- Written request A -
In the text on GPU task parallelism below, rewrite the paragraph that begins "Based on this analysis" as a short bulleted list, keeping its main facts.

- Quoted text -
To achieve the efficient task parallelism with GPGPUs, the synchronization is the important issue. CUDA supports two thread synchronization mechanisms, by using CUDA blocks or kernel functions. Each CUDA block is a collection of threads and each block can execute a maximum of 512 to 1,024 threads. The synchronization by using CUDA blocks is done by explicitly inserting synchronization instructions in the kernel function code. In contrast, the synchronization by using CUDA kernels requires terminations and restarts of kernel functions. This means different instruction codes can be executed in parallel by using CUDA warps for fine-grained tasks, but CUDA blocks or kernels can be used for coarse-grained tasks. We can therefore support task parallelism by (A) assigning different tasks to different blocks or warps, or (B) by assigning different tasks to different kernel functions to use the GPU hardware that can simultaneously execute multiple kernel functions.

Method (A) allows each task to be executed by a CUDA block or warp by inserting a conditional branch into a kernel function, so multiple tasks can be processed by a single kernel function. With this approach, if each task is sufficiently small, hundreds of tasks could be executed simultaneously. This approach can be also used together with the Method (B) that executes multiple kernel functions simultaneously. There are two inherent drawbacks of Method (A). First, when handling multiple tasks with different computational complexity, the next computation cannot start until all of the tasks are computed, even though some of the tasks may have already been finished. Second, since it requires developers explicitly insert conditional branches into the kernel function, the existing GPU libraries cannot be used.

The second approach (B) for simultaneously executing multiple kernel functions is to assign each kernel function invocation to one task. In this approach, even when different tasks have different computational complexities, the next computation can be started soon after each task is finished, because a kernel function is terminated after its computation is finished. Also, since a kernel function is implemented with the assumption that it is executed as a single task, it is not necessary to modify the existing kernel code. Therefore this approach easily supports parallel execution of tasks. However, the capability for multiple kernel function invocation is supported only by the relatively recent GPU devices built with the NVIDIA Fermi architecture. As of this writing, the latest GPU devices can execute a maximum of 16 kernel functions simultaneously, which limits the task parallelism that simultaneously handles more than thousands of sensors. Also a kernel function, implemented based on the assumption that it is executed as a single task, will have performance limitations for smaller problems. It can use the GPU cores, but there will be relatively expensive synchronizations of multiple kernel functions, leading to degraded performance.

Based on this analysis, we first decided to use Method (A) to assign tasks to blocks or warps even though Method (B) can eventually be used together with Method (A). There were two reasons for this design choice. First, it can be used on many existing GPUs, not just the latest GPU devices. Second it can cope with tasks of small computational complexity.

- Written request B -
Count the lines of the records below that contain the word "splatter".

- Data lines -

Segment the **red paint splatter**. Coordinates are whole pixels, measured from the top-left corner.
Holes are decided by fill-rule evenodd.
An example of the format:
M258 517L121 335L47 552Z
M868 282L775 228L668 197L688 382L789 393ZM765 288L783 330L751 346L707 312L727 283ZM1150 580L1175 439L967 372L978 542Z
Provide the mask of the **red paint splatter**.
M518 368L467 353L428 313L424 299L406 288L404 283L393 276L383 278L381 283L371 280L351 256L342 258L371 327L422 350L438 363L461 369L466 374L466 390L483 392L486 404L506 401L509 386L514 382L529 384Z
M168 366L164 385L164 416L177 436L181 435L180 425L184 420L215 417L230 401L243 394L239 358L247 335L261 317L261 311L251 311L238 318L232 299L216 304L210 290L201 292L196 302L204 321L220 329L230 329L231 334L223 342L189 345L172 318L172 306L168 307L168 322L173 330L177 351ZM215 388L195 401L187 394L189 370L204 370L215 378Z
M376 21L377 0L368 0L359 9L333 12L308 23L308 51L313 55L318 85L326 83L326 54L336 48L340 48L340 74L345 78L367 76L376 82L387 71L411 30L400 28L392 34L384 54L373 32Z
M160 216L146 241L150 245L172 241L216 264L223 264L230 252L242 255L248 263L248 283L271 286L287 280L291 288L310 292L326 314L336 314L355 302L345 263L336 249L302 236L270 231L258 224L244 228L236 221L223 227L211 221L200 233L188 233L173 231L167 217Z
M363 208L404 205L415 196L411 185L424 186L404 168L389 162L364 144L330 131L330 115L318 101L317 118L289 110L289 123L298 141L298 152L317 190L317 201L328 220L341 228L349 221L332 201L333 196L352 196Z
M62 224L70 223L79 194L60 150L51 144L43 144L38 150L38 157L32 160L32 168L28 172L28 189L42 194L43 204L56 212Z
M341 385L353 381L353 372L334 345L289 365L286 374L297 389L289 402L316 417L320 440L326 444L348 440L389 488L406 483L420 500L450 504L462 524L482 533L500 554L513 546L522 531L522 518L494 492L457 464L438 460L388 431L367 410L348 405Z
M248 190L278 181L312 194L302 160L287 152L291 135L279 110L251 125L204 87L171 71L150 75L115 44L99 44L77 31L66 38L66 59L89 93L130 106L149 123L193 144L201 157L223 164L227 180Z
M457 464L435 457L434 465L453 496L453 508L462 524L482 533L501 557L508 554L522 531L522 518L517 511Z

- Correct answer A -
- Method (A), assigning tasks to blocks or warps, was chosen first, though Method (B) could later be used alongside it.
- Reason 1: it works on many existing GPUs, not only the newest devices.
- Reason 2: it handles tasks of small computational complexity.

- Correct answer B -
2